Page excerpt:
Re: Add estimated hit ratio to Memoize in EXPLAIN to explain cost adjustment

From: David Rowley <dgrowleyml(at)gmail(dot)com>
To: Ilia Evdokimov <ilya(dot)evdokimov(at)tantorlabs(dot)com>
Cc: Robert Haas <robertmhaas(at)gmail(dot)com>, Tom Lane <tgl(at)sss(dot)pgh(dot)pa(dot)us>, Lukas Fittl <lukas(at)fittl(dot)com>, Daniel Gustafsson <daniel(at)yesql(dot)se>, PostgreSQL Hackers <pgsql-hackers(at)lists(dot)postgresql(dot)org>, Nikolay Samokhvalov <samokhvalov(at)gmail(dot)com>, Andrei Lepikhov <lepihov(at)gmail(dot)com>
Subject: Re: Add estimated hit ratio to Memoize in EXPLAIN to explain cost adjustment
Date: 2025-04-15 00:23:11
Message-ID: CAApHDvpuM8jW-BGu7B=i6uv+jmndEo-2z_BYvj5JNmx=qV-uSQ@mail.gmail.com
Views: Raw Message | Whole Thread | Download mbox | Resend email
Thread:
Lists: pgsql-hackers

On Tue, 15 Apr 2025 at 11:14, Ilia Evdokimov
<ilya(dot)evdokimov(at)tantorlabs(dot)com> wrote:
> On 14.04.2025 23:53, David Rowley wrote:
> If we can't get consensus for everything people want to add at once
> then maybe the patch could be broken into two, with 0001 being pretty
> much the v4 patch and then have 0002 add the Estimated Hit Ratio.
> Having the physical patches and being able to try it out or view the
> regression test changes might lower the bar on people chipping in with
> their views.
>
>
> Agreed - I’ll split the patch into two: one adds Estimated Capacity and Estimated Distinct Keys, and the second adds Estimated Hit Ratio. I’ll also add regression test differences to make it easier to evaluate the usefulness of each part.

Records supplied:
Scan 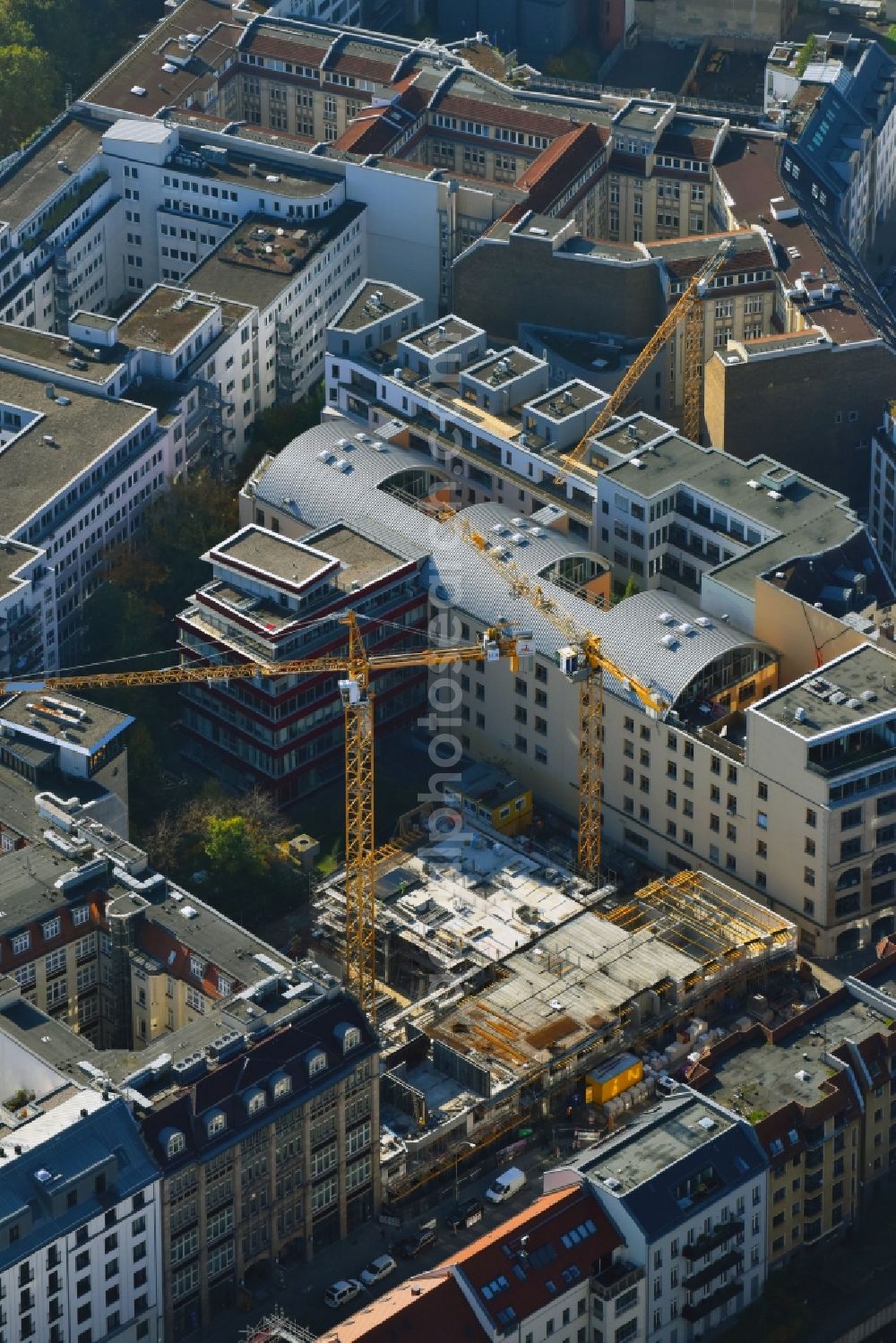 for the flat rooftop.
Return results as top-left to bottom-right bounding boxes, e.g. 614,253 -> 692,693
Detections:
0,323 -> 119,387
185,202 -> 364,307
581,1092 -> 735,1198
0,690 -> 134,752
329,280 -> 420,336
750,643 -> 896,741
702,969 -> 896,1124
613,99 -> 672,134
0,372 -> 151,536
463,348 -> 543,387
307,527 -> 407,587
597,417 -> 845,532
401,314 -> 481,355
527,382 -> 606,420
83,0 -> 243,116
118,285 -> 215,355
0,116 -> 108,228
216,527 -> 331,583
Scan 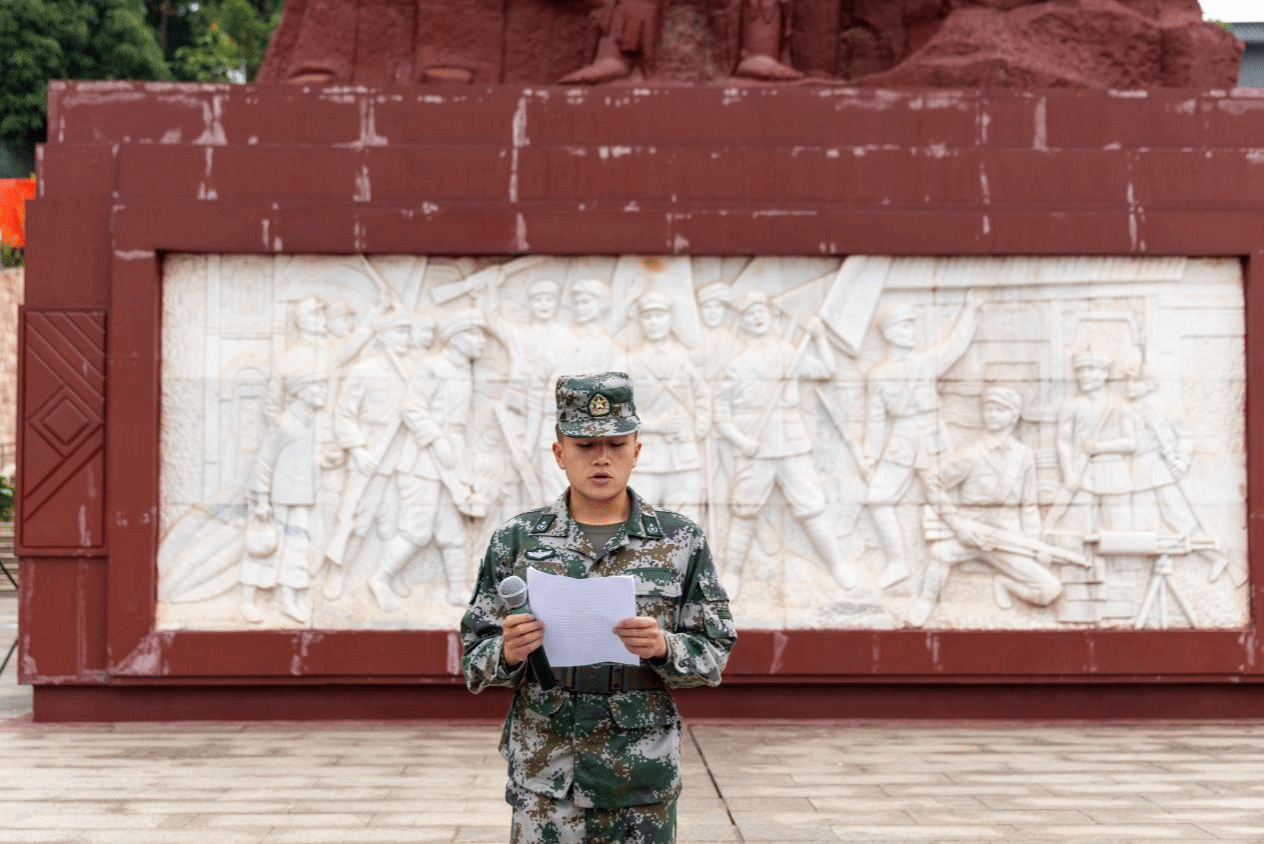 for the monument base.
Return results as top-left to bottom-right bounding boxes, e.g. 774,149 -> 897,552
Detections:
34,681 -> 1264,724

Work required: List every estimated value that the mailing-list message about Memoize in EXPLAIN names as something the split patches will add.

Result of the exercise:
Estimated Capacity
Estimated Distinct Keys
Estimated Hit Ratio